EXERCISE DIRECTIONS => Reproduce word for word only the part of the material below that starts at the line containing "Please examine this image carefully and locate the gray" and ends with the line containing "[316, 162, 573, 397]", including both of those lines.

BEGIN DATA SHOWN

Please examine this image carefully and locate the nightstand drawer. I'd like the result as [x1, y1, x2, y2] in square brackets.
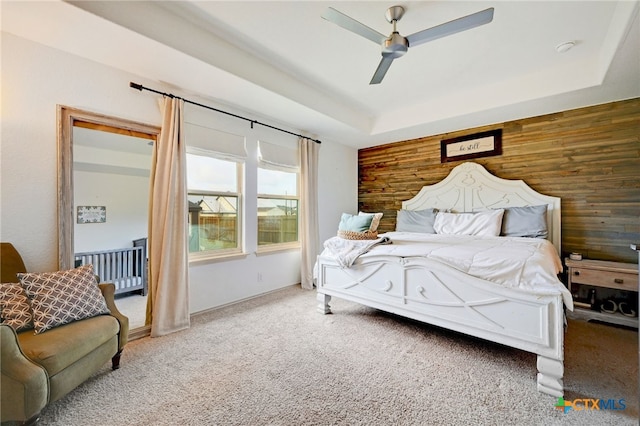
[571, 267, 638, 291]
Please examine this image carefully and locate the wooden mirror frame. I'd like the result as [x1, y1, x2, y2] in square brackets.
[57, 105, 160, 270]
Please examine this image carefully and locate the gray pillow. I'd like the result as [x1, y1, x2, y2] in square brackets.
[338, 213, 373, 232]
[500, 204, 549, 238]
[396, 209, 438, 234]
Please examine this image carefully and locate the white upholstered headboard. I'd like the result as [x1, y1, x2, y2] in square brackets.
[402, 162, 562, 255]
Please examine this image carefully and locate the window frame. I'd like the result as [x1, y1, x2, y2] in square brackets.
[187, 153, 245, 262]
[256, 164, 302, 253]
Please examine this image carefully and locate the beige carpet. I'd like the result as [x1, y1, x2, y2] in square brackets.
[41, 287, 638, 426]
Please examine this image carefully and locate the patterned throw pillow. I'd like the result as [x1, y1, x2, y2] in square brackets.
[0, 283, 33, 332]
[18, 265, 110, 334]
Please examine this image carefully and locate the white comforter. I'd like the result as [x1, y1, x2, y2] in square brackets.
[321, 232, 573, 310]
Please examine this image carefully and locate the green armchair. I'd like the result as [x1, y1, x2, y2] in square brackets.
[0, 243, 129, 425]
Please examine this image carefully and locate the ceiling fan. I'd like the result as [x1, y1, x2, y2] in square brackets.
[322, 6, 493, 84]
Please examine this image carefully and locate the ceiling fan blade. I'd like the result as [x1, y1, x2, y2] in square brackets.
[369, 56, 393, 84]
[407, 7, 493, 47]
[322, 7, 387, 44]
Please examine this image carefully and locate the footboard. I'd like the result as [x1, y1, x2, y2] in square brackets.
[317, 256, 564, 396]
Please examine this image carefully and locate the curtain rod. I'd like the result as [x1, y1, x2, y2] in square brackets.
[129, 81, 322, 143]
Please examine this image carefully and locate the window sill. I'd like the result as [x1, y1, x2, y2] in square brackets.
[256, 242, 300, 256]
[189, 252, 247, 266]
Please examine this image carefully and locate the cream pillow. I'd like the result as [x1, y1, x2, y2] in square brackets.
[18, 265, 109, 334]
[433, 209, 504, 237]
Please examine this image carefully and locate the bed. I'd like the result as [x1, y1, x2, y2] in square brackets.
[316, 162, 573, 397]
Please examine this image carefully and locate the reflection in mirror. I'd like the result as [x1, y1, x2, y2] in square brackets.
[73, 126, 153, 328]
[58, 106, 160, 330]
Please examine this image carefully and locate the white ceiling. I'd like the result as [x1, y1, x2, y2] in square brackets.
[1, 0, 640, 148]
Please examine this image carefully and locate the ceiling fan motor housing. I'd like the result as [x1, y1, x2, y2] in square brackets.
[382, 32, 409, 59]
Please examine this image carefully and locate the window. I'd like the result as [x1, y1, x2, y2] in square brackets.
[185, 123, 246, 257]
[187, 154, 242, 253]
[258, 141, 300, 247]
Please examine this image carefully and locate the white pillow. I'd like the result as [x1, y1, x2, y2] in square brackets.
[433, 209, 504, 237]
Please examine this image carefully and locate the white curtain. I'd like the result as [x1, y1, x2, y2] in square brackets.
[146, 97, 190, 337]
[299, 138, 320, 289]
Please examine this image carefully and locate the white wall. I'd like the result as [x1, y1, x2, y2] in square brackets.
[0, 33, 357, 312]
[73, 171, 149, 253]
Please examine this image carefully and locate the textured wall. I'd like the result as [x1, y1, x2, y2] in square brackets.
[358, 98, 640, 263]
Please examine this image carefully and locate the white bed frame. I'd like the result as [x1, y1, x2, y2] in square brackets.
[316, 162, 564, 397]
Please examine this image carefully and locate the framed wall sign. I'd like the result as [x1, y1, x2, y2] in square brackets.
[78, 206, 107, 223]
[440, 129, 502, 163]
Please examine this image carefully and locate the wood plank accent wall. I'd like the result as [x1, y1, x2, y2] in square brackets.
[358, 98, 640, 263]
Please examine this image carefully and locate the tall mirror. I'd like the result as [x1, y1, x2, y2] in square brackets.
[58, 106, 160, 329]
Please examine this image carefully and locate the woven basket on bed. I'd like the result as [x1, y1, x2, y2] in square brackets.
[338, 229, 378, 240]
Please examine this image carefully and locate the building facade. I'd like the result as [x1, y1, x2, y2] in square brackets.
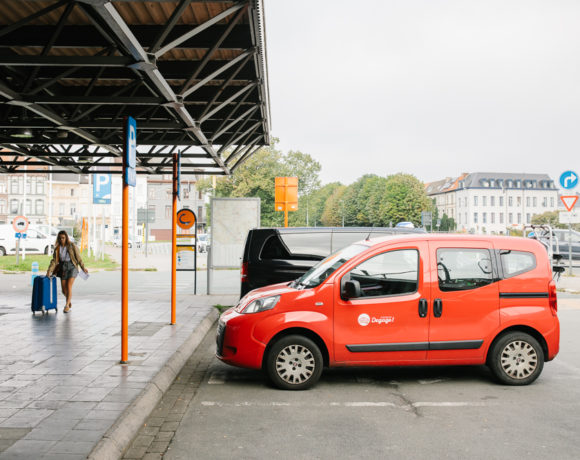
[425, 172, 559, 235]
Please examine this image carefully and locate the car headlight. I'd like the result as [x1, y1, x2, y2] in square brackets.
[240, 295, 280, 313]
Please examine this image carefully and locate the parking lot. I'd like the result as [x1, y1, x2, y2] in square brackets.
[120, 294, 580, 459]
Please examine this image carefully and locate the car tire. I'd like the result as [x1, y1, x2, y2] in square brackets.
[266, 335, 324, 390]
[488, 332, 544, 385]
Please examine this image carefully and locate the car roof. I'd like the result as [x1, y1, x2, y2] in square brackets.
[367, 233, 543, 248]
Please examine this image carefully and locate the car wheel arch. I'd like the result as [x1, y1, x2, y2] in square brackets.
[486, 324, 549, 363]
[262, 327, 330, 369]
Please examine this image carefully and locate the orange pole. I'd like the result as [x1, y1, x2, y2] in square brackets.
[171, 153, 177, 324]
[121, 165, 129, 364]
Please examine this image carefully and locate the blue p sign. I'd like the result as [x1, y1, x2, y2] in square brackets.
[560, 171, 578, 189]
[93, 174, 111, 204]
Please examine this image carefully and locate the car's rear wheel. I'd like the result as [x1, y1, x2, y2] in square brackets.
[489, 332, 544, 385]
[266, 335, 324, 390]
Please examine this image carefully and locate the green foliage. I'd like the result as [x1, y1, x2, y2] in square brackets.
[381, 173, 432, 227]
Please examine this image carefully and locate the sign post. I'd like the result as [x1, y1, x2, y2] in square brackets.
[121, 117, 137, 364]
[12, 216, 29, 265]
[560, 176, 578, 276]
[274, 177, 300, 227]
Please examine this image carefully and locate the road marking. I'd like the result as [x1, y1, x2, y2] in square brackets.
[201, 401, 497, 410]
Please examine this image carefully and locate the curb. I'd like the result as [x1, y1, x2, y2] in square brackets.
[87, 307, 219, 460]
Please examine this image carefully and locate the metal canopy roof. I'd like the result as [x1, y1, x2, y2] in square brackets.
[0, 0, 270, 174]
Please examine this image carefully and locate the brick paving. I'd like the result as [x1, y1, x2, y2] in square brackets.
[123, 328, 215, 460]
[0, 274, 236, 460]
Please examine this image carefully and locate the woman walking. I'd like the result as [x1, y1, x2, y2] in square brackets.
[46, 230, 88, 313]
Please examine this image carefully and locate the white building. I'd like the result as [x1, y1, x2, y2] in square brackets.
[426, 172, 558, 235]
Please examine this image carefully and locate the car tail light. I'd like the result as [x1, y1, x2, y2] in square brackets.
[240, 262, 248, 283]
[548, 280, 558, 316]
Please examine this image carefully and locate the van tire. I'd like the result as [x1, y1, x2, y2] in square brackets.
[266, 335, 324, 390]
[489, 331, 544, 385]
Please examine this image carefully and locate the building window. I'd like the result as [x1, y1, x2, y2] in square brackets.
[34, 200, 44, 216]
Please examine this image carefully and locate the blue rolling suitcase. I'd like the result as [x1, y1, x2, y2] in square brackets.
[30, 276, 58, 314]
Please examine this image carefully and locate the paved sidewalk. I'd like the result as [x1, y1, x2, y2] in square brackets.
[0, 288, 237, 460]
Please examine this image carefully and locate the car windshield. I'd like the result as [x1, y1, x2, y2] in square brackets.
[292, 244, 369, 288]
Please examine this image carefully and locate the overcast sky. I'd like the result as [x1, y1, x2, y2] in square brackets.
[265, 0, 580, 184]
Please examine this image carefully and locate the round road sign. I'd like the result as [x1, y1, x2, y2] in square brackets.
[177, 208, 195, 230]
[12, 216, 28, 233]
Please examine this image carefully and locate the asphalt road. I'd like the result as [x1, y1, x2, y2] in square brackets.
[164, 302, 580, 460]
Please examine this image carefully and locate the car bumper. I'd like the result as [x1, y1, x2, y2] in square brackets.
[216, 309, 266, 369]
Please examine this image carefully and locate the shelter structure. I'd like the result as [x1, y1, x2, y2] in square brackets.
[0, 0, 270, 174]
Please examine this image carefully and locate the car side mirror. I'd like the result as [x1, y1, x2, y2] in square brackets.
[340, 280, 361, 300]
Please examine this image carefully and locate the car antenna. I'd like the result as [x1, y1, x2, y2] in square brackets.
[365, 224, 375, 241]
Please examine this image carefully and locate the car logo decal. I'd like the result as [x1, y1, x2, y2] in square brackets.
[358, 313, 371, 326]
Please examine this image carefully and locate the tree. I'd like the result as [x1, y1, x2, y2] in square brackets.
[381, 173, 432, 227]
[320, 185, 347, 227]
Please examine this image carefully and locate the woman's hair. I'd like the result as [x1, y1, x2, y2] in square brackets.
[54, 230, 70, 248]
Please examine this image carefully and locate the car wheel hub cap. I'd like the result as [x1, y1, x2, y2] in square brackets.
[276, 345, 316, 385]
[501, 340, 538, 379]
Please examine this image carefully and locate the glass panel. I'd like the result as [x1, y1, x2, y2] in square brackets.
[350, 249, 419, 297]
[437, 249, 493, 291]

END DATA SHOWN

RESPONSE TO THE TASK =>
Please examine this image carefully and locate the gray pillow. I'd like the result as [x1, y1, x2, y2] in square brackets.
[338, 213, 373, 232]
[500, 204, 549, 238]
[396, 209, 438, 234]
Please examine this image carefully and locate the white upholstered headboard. I'd like the result as [x1, y1, x2, y2] in square brackets.
[402, 162, 562, 255]
Please examine this image carefully and locate the window frame. I'd like the result as [x1, y1, x2, y2] in square brackets.
[187, 153, 245, 262]
[256, 164, 302, 253]
Please examine this image carefully and locate the beige carpet. I'd like the result as [x1, y1, x2, y2] in square brackets.
[41, 287, 638, 426]
Please examine this image carefully and locate the patterned throw pillow. I'd like the result as [x1, y1, x2, y2] in square brackets.
[0, 283, 33, 332]
[18, 265, 110, 334]
Please examine this image carefully and locate the white comforter. I'd like the result as [x1, y1, x2, y2] in square brackets.
[321, 232, 573, 310]
Please examine this image carefully and locate the green armchair. I'd like the result as [x1, y1, x2, y2] in square brackets.
[0, 243, 129, 425]
Please examine this image carefully and locate the ceiling fan. I'd like the result as [x1, y1, x2, y2] in square brackets.
[322, 6, 493, 84]
Please examine this image carefully and locate the ceiling fan blade. I'd like the result as [x1, y1, x2, y2] in square brackets.
[369, 56, 393, 84]
[407, 7, 493, 47]
[322, 7, 387, 44]
Please examine this image carefully and locate the footboard. I'd like the result as [x1, y1, x2, y2] in square brackets.
[317, 256, 564, 396]
Please examine this image carefully and locate the curtain rod. I'd like the result as [x1, y1, x2, y2] in square brackets.
[129, 81, 322, 143]
Please examine this image carefully and locate the window sill. I'd like the result as [x1, y1, x2, y2] in square brackets.
[256, 242, 300, 256]
[189, 252, 247, 266]
Please examine this image carefully and locate the cream pillow. I'd like the result as [x1, y1, x2, y2] in square brackets.
[18, 265, 109, 334]
[433, 209, 504, 237]
Please examine this image carefully and locate the bed. I'd like the result as [x1, y1, x2, y2] in square brackets.
[316, 162, 573, 397]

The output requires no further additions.